● ACTION ITEM
Beginning with the line that holds "point: blue bandana", set down each line of the data below through the very last, exactly as given, and nothing beyond that.

BEGIN EXTRACTED DATA

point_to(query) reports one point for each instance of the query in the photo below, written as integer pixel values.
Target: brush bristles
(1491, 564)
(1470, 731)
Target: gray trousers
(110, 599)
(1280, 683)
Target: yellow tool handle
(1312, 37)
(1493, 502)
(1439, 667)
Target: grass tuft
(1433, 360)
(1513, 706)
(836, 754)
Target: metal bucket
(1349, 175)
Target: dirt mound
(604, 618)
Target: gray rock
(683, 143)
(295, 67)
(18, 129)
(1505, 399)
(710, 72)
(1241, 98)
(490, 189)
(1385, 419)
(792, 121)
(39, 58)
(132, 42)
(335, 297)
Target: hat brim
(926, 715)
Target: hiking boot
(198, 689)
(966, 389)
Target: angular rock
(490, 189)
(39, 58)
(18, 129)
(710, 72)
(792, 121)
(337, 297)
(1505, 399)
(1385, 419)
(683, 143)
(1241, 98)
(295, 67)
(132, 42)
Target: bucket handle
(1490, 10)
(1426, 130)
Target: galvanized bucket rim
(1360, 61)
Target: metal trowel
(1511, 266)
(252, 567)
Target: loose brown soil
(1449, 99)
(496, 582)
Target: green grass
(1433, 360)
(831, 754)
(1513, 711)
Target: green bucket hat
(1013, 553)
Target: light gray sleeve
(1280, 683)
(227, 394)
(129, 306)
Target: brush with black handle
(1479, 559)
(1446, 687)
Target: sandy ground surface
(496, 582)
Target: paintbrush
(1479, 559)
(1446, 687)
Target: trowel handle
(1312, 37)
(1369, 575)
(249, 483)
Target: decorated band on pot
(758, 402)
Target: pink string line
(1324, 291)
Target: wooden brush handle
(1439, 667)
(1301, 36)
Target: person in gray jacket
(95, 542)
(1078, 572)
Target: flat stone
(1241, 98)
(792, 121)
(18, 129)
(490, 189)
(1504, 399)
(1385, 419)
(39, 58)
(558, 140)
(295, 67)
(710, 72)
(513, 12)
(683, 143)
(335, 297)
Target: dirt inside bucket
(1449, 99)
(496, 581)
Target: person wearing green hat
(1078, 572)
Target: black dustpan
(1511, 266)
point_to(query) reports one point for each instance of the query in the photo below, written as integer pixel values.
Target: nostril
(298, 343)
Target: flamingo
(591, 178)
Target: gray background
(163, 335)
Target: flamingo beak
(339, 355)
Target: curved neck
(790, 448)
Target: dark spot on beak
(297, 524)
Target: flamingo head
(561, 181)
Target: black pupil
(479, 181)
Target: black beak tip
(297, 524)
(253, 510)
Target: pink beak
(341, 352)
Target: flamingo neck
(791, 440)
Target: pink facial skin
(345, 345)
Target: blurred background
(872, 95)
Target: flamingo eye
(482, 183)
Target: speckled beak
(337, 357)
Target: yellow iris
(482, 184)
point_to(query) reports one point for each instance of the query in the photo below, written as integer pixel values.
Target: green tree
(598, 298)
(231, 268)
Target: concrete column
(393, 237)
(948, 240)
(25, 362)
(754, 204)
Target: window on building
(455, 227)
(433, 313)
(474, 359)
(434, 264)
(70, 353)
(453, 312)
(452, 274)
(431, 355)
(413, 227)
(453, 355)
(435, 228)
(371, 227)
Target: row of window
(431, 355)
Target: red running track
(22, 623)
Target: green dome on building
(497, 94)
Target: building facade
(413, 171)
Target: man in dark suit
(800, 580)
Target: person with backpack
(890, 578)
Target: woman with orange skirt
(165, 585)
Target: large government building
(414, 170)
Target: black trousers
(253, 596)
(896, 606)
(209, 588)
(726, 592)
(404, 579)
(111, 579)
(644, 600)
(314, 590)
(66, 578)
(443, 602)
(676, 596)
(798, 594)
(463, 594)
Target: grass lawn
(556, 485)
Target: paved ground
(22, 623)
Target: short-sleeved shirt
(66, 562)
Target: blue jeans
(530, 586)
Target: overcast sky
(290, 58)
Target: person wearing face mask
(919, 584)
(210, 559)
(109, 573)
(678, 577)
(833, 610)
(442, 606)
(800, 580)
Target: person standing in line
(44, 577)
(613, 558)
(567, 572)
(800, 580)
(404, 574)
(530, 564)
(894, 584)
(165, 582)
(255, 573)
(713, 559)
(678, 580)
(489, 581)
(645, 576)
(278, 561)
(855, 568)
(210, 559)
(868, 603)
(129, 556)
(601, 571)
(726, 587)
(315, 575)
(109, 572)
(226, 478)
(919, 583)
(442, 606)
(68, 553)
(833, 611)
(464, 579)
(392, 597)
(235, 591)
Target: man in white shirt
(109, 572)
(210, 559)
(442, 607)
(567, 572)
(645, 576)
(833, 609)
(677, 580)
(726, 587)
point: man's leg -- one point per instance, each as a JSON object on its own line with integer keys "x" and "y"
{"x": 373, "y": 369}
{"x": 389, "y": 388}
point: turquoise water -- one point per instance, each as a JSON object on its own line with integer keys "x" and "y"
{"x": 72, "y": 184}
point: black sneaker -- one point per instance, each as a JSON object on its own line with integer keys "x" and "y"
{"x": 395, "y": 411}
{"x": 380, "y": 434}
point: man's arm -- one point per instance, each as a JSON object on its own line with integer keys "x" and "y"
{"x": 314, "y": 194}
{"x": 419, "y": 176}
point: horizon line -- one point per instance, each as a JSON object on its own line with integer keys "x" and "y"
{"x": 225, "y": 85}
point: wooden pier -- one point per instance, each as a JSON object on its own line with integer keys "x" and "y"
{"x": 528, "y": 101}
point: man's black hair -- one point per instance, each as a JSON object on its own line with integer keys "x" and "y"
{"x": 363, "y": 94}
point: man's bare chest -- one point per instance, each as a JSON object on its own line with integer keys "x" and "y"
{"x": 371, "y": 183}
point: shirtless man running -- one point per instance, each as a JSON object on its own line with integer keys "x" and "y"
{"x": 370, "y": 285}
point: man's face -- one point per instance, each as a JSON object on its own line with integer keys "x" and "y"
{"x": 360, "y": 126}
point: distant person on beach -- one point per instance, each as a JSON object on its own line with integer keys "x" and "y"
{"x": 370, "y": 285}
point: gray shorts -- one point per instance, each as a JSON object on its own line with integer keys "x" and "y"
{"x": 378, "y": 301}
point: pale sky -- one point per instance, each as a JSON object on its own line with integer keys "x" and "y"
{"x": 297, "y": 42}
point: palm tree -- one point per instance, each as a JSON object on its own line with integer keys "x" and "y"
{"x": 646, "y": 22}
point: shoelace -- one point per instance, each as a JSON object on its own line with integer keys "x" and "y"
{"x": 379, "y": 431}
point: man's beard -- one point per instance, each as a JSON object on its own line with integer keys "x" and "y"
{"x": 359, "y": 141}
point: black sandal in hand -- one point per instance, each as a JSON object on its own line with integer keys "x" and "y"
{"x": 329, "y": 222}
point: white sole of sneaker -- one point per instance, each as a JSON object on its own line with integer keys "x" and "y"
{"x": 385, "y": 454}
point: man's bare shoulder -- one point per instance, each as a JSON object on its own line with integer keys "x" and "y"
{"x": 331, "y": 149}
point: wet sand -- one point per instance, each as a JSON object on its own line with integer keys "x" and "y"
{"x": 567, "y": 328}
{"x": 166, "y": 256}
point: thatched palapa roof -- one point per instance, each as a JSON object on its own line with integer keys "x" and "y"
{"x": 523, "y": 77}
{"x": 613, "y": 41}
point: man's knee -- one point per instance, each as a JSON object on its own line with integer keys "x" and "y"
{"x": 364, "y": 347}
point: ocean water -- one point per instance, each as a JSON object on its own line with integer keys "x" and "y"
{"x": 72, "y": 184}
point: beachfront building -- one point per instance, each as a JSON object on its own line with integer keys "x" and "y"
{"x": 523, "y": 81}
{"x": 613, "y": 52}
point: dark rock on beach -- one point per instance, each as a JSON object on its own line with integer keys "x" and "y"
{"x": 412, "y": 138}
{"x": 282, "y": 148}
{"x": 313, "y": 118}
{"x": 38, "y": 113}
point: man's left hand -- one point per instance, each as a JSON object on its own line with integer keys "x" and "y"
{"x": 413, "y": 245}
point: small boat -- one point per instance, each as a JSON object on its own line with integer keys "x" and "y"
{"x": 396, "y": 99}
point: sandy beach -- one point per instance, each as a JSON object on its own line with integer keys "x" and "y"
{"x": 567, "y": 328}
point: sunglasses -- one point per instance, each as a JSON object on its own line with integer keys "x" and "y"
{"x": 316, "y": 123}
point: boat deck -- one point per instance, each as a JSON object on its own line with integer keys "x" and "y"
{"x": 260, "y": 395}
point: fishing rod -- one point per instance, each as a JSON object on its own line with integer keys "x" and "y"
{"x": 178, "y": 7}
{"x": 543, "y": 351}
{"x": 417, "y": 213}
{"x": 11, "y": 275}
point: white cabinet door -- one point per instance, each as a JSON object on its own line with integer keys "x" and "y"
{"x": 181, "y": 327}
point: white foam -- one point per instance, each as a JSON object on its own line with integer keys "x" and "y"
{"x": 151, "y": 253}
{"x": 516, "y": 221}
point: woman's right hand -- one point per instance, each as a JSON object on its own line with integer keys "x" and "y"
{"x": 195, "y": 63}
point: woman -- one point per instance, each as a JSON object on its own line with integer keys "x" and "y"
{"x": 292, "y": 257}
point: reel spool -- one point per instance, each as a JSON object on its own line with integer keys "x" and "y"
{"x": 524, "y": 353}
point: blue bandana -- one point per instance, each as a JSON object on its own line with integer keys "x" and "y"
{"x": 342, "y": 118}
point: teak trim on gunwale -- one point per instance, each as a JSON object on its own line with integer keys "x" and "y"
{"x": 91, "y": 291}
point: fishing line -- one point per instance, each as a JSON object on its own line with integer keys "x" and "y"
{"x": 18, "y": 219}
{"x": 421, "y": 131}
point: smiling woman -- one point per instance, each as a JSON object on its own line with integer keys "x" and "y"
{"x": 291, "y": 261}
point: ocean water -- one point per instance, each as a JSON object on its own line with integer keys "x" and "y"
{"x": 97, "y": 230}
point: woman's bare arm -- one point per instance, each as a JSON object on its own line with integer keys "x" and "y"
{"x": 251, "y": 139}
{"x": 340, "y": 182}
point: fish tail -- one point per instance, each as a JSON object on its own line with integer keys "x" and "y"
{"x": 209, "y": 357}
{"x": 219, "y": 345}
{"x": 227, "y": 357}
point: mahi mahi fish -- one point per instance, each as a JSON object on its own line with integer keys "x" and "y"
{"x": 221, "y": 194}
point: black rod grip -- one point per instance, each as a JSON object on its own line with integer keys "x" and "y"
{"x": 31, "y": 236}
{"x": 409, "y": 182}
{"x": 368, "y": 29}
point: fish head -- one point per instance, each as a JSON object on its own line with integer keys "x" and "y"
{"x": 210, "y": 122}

END EXTRACTED DATA

● TASK RESULT
point: blue bandana -- one point per instance, each as a JSON object on its own line with integer keys "x" and "y"
{"x": 342, "y": 118}
point: teak trim on gunwale -- one point per instance, each as a JSON object on its own line with integer keys "x" and "y"
{"x": 91, "y": 291}
point: fishing line -- one point per instance, each as a JSON object on its own line with integer keys "x" and "y"
{"x": 18, "y": 219}
{"x": 421, "y": 131}
point: smiling woman -- one point per instance, each as a JSON object on its own line with integer keys "x" and "y"
{"x": 291, "y": 261}
point: ocean water -- one point per instance, each as a JSON object on its own line with integer keys "x" and "y"
{"x": 97, "y": 230}
point: woman's bare arm -- one point per instance, each as a JSON object on its own line with integer keys "x" and "y"
{"x": 251, "y": 139}
{"x": 340, "y": 182}
point: fish tail -- one point per instance, each as a JSON object on its own line with integer keys "x" and "y"
{"x": 209, "y": 357}
{"x": 219, "y": 345}
{"x": 227, "y": 357}
point: mahi mahi fish -- one point per instance, each as a JSON object on its own line with integer keys "x" and "y"
{"x": 221, "y": 194}
point: black rod grip -- one point per instance, each as a JSON object on its own line with integer keys "x" and "y"
{"x": 31, "y": 236}
{"x": 409, "y": 182}
{"x": 368, "y": 29}
point: fish head -- one point per instance, each as a JSON object on its own line with integer keys "x" and "y"
{"x": 210, "y": 122}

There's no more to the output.